**Document extract**:

Get Moving–Together!

Aside from making sure that children are getting adequate sleep and balanced and nutritious meals, encouraging exercise and active play is absolutely critical.  With some school districts cutting costs by getting rid of gym class and shortening recess,  many children across the country are getting even less of an opportunity for physical activity.  Distracting kids from all of the video games, television and other technology that lend to being sedentary can be challenge, but isn’t impossible.  The best and easiest way to get children active is to lead by example.  Children desire to have a deep connection with their parents and they also learn by imitating them.  The earlier they see their parents engaged in routine physical fitness, the deeper the message that exercise is a normal (and enjoyable) part of life.

While adults might go to the gym to get their cardio in, children get exercise by playing.  By joining children in play, whether it’s after work or during the weekends, parents can take an extremely hands on approach to their children’s activity levels.  Spending time together as a family is such a strong value in many Latino households, building on that to turn family time into active family time, parents are instilling the message that family time is important, fun and beneficial.   It also shows that parents aren’t afraid to practice what they preach – which increases the likelihood for the desire to continue an activity.

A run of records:
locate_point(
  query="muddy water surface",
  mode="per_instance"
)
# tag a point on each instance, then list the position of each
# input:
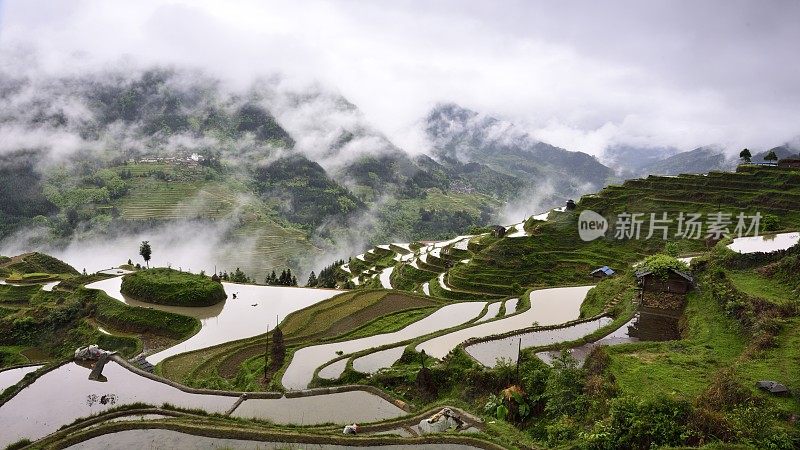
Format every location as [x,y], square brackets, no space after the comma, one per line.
[247,315]
[548,307]
[65,394]
[306,360]
[158,439]
[489,352]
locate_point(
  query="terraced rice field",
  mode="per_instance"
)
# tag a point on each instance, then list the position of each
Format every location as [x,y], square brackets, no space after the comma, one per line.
[150,199]
[306,360]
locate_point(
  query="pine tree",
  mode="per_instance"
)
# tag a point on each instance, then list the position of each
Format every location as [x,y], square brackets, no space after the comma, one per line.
[278,348]
[745,155]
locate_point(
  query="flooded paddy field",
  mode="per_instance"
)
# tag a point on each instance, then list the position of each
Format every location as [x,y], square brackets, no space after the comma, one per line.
[158,439]
[548,307]
[489,352]
[65,394]
[10,377]
[247,315]
[307,359]
[765,243]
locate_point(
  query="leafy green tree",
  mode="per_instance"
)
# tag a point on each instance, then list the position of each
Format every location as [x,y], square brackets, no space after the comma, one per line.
[771,156]
[745,155]
[564,389]
[312,280]
[661,264]
[278,348]
[145,251]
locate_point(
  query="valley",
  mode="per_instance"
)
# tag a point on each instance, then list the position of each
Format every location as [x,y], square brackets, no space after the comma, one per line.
[422,325]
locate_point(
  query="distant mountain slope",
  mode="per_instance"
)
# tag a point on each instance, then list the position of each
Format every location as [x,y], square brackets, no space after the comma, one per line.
[782,152]
[630,161]
[699,160]
[465,135]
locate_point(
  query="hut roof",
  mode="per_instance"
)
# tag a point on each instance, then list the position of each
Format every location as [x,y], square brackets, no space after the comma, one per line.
[644,273]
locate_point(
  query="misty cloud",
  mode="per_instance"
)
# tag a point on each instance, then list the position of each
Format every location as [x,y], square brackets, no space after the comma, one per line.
[695,74]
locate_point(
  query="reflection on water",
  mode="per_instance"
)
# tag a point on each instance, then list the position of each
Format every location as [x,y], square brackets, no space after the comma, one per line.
[158,439]
[511,306]
[247,315]
[340,408]
[765,243]
[306,360]
[548,307]
[10,377]
[619,336]
[333,370]
[487,353]
[65,394]
[491,311]
[379,360]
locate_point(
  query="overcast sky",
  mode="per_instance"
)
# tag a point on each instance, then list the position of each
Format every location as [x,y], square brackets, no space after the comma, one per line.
[579,74]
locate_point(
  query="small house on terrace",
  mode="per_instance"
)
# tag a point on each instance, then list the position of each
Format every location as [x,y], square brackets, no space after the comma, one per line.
[601,272]
[676,282]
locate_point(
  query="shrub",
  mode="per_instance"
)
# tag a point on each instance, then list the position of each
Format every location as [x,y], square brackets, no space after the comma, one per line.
[172,287]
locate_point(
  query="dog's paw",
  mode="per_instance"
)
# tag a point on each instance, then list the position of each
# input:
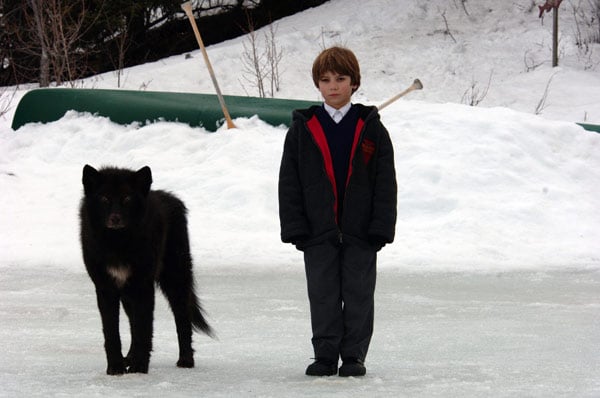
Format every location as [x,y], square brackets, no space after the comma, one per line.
[115,369]
[138,368]
[185,362]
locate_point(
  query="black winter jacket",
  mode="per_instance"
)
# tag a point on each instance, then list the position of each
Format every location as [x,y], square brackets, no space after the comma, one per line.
[307,194]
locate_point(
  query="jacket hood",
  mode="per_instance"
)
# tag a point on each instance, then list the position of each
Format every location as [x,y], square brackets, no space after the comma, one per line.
[365,112]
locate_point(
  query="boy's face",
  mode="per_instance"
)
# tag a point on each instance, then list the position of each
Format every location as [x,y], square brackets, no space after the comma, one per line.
[336,89]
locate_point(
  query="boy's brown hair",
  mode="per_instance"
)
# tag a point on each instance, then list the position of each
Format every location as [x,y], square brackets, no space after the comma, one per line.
[339,60]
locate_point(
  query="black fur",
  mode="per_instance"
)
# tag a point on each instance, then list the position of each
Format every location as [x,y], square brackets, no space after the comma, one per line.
[133,237]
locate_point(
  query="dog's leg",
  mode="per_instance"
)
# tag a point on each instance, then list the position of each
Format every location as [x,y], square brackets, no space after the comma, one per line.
[127,305]
[108,304]
[140,303]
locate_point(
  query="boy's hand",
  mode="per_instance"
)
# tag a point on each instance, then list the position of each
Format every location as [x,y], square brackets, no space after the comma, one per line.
[377,241]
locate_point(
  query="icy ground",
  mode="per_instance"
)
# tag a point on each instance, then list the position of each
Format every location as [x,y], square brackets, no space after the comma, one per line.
[491,289]
[517,334]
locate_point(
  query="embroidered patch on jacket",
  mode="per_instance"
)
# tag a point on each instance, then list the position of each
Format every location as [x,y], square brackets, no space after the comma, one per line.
[368,149]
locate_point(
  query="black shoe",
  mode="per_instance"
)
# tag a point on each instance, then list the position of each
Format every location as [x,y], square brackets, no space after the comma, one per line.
[322,367]
[352,367]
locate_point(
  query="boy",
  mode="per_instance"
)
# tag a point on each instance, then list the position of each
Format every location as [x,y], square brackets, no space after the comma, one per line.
[337,203]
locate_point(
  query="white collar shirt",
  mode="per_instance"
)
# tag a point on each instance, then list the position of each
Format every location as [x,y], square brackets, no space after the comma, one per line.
[337,114]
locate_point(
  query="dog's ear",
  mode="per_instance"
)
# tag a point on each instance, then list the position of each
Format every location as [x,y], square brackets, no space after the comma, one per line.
[91,179]
[143,179]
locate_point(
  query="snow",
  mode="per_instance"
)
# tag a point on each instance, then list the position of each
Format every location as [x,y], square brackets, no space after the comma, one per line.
[490,289]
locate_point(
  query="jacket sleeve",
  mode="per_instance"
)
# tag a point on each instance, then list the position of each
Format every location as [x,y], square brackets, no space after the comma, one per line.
[292,216]
[383,222]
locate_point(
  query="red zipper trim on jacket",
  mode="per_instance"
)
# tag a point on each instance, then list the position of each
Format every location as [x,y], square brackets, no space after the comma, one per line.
[318,134]
[359,126]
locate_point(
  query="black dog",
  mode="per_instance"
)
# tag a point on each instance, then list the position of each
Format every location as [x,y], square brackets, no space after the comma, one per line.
[132,238]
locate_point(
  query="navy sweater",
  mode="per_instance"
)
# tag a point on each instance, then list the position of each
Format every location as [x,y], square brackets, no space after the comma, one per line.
[339,139]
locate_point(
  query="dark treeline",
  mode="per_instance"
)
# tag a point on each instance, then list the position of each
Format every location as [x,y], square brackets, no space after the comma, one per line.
[61,41]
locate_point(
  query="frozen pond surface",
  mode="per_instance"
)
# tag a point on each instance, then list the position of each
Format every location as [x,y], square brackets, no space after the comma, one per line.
[511,334]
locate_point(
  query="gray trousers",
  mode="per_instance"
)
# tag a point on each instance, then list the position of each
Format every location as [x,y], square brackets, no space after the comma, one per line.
[341,288]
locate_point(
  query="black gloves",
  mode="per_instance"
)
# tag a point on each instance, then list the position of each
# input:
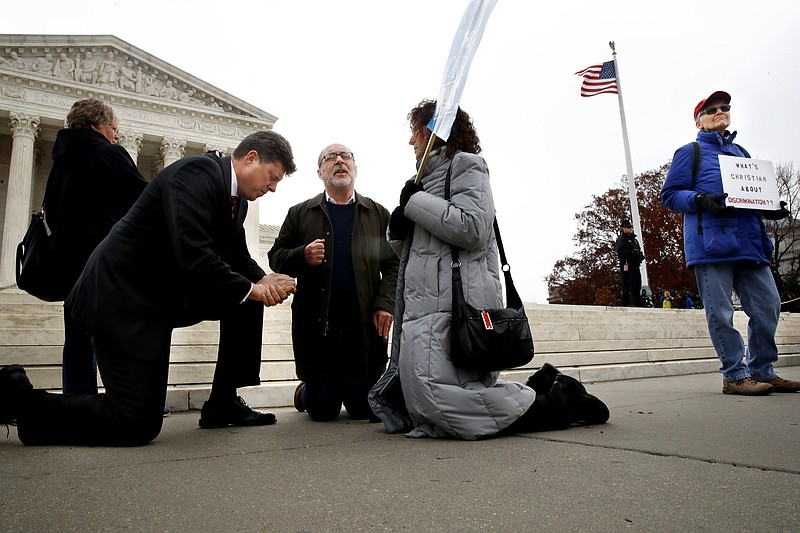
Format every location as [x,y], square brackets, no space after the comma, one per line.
[400,226]
[777,215]
[409,189]
[711,202]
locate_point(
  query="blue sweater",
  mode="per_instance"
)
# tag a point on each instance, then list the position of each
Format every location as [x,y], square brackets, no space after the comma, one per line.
[711,238]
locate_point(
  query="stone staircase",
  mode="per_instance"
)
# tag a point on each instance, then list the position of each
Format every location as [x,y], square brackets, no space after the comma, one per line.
[588,342]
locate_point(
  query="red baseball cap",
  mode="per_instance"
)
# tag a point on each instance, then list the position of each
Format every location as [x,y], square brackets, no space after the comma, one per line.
[716,96]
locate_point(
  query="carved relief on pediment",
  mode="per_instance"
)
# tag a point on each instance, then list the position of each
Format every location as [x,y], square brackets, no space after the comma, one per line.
[107,68]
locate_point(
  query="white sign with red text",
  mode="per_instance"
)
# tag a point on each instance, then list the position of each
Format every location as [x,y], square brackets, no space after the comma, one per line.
[750,183]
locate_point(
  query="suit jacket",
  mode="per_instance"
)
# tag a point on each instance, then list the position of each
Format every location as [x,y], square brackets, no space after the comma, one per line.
[91,185]
[176,258]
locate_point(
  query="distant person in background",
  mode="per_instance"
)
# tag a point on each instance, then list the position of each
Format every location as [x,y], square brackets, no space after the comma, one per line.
[645,299]
[666,301]
[629,252]
[729,250]
[92,184]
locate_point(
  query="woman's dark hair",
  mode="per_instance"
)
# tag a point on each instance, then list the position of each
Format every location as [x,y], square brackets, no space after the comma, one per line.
[89,112]
[463,136]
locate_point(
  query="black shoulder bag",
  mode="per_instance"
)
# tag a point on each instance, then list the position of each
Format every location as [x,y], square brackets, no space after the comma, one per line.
[488,340]
[36,266]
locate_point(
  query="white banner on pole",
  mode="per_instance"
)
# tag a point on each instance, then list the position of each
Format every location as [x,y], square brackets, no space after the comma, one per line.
[465,43]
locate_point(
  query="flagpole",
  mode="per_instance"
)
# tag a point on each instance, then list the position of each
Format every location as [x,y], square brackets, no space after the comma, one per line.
[637,227]
[425,157]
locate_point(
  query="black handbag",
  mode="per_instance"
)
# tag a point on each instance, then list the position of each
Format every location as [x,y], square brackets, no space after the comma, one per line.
[488,340]
[36,266]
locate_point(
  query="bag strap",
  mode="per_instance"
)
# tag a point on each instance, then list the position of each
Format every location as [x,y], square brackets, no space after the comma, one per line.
[512,296]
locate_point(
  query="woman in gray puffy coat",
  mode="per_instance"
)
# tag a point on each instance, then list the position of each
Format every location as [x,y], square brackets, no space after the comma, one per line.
[422,392]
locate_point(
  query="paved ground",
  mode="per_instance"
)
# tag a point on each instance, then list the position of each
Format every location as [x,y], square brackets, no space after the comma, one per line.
[677,455]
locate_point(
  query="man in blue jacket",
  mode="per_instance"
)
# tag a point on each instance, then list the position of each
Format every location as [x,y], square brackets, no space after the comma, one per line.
[729,250]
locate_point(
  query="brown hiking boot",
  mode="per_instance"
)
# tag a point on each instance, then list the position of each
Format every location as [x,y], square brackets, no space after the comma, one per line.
[747,387]
[783,385]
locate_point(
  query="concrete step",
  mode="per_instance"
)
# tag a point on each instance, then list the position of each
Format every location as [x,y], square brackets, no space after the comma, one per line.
[591,342]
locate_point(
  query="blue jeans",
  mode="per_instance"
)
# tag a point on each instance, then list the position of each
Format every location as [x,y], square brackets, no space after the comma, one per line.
[756,289]
[78,364]
[341,379]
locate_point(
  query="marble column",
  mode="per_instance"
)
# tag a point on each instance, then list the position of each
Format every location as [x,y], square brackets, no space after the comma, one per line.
[24,129]
[132,142]
[172,149]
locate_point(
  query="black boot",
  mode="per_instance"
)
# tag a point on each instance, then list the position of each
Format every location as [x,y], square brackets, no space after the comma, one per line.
[15,388]
[542,380]
[582,408]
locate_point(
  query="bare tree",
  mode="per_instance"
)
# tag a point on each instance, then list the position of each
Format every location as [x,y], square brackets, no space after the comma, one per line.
[591,275]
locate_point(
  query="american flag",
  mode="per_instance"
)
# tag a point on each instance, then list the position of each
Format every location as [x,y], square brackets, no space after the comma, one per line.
[598,79]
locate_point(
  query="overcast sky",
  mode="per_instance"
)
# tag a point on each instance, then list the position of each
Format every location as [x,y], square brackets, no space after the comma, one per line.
[349,71]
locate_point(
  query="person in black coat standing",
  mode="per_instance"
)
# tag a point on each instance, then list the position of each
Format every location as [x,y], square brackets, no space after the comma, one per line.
[92,184]
[629,252]
[177,258]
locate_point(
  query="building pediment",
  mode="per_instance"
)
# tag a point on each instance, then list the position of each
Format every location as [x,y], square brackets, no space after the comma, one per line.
[107,67]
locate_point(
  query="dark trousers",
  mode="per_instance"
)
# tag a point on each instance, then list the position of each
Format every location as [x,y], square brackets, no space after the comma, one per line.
[631,286]
[546,414]
[130,412]
[342,380]
[78,364]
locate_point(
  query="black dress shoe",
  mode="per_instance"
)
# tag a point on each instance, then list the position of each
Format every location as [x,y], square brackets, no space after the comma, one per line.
[15,387]
[542,380]
[234,412]
[582,408]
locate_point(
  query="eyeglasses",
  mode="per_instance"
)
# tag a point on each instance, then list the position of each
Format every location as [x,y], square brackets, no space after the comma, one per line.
[346,156]
[713,110]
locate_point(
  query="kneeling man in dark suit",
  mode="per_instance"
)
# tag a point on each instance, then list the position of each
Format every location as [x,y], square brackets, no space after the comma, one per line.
[177,258]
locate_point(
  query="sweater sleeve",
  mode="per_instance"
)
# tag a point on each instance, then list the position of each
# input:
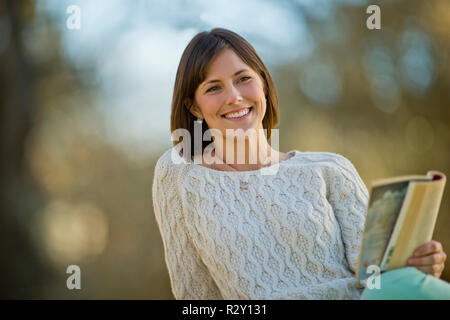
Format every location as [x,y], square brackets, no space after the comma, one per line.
[348,195]
[189,277]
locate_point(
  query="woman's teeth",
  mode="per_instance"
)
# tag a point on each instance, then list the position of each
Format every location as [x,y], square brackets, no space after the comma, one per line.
[238,114]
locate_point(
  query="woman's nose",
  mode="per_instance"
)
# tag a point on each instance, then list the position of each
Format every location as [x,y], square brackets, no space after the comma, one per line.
[233,95]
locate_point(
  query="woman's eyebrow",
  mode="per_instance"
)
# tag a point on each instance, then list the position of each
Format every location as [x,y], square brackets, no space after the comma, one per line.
[235,74]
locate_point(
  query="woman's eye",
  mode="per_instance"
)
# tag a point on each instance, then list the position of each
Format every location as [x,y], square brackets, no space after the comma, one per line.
[212,89]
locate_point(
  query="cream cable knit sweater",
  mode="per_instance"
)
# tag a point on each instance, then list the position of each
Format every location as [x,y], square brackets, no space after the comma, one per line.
[243,235]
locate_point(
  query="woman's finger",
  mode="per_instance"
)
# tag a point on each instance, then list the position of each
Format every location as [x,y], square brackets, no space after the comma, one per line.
[428,248]
[435,258]
[435,269]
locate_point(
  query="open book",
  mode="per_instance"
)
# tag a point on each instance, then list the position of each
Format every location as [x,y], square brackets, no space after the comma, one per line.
[401,215]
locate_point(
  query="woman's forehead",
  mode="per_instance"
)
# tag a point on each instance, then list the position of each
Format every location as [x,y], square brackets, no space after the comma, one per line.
[226,63]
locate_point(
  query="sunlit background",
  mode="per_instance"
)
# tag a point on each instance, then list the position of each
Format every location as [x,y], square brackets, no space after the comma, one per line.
[85,115]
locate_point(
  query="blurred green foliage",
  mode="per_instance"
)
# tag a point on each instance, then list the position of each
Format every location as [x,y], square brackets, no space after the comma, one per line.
[74,192]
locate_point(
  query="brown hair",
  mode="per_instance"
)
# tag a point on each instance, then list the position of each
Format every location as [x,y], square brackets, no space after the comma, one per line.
[192,69]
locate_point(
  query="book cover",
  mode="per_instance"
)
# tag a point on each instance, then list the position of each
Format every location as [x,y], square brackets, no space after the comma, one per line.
[401,215]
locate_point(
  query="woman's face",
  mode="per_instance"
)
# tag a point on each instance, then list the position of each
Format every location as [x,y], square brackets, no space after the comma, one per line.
[231,86]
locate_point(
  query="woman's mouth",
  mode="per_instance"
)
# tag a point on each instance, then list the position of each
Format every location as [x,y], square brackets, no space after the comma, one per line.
[236,116]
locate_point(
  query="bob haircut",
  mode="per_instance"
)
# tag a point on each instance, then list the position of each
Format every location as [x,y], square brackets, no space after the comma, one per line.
[194,63]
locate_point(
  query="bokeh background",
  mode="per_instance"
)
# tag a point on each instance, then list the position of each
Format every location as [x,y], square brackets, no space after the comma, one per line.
[85,115]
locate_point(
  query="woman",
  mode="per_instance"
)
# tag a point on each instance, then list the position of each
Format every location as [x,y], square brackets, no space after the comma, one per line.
[278,226]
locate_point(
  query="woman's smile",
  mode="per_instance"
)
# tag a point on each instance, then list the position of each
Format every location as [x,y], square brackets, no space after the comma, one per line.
[238,115]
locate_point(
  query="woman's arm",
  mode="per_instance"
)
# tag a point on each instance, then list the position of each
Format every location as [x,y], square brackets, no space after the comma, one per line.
[189,277]
[348,196]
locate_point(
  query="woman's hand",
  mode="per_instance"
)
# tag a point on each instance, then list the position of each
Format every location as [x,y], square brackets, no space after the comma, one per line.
[429,258]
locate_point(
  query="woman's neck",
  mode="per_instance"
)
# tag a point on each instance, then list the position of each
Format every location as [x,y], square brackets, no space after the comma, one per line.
[247,153]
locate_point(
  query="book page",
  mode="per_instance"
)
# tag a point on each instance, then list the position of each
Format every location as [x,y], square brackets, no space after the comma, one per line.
[384,207]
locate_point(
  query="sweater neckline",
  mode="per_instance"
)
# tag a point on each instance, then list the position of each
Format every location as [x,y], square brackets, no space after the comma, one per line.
[294,153]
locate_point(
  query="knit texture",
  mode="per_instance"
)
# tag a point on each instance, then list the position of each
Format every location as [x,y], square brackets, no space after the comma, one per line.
[295,234]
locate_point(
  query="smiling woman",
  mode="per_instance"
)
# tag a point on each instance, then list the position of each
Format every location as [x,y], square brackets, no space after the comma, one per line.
[238,231]
[222,80]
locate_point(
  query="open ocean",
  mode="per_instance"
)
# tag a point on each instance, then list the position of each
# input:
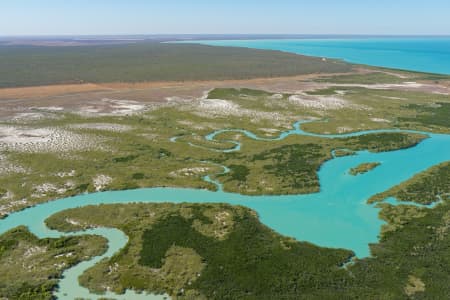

**Exercise goal**:
In the family exercise text, what is named as the best and easiest way to get children active?

**Task response**:
Leading by example.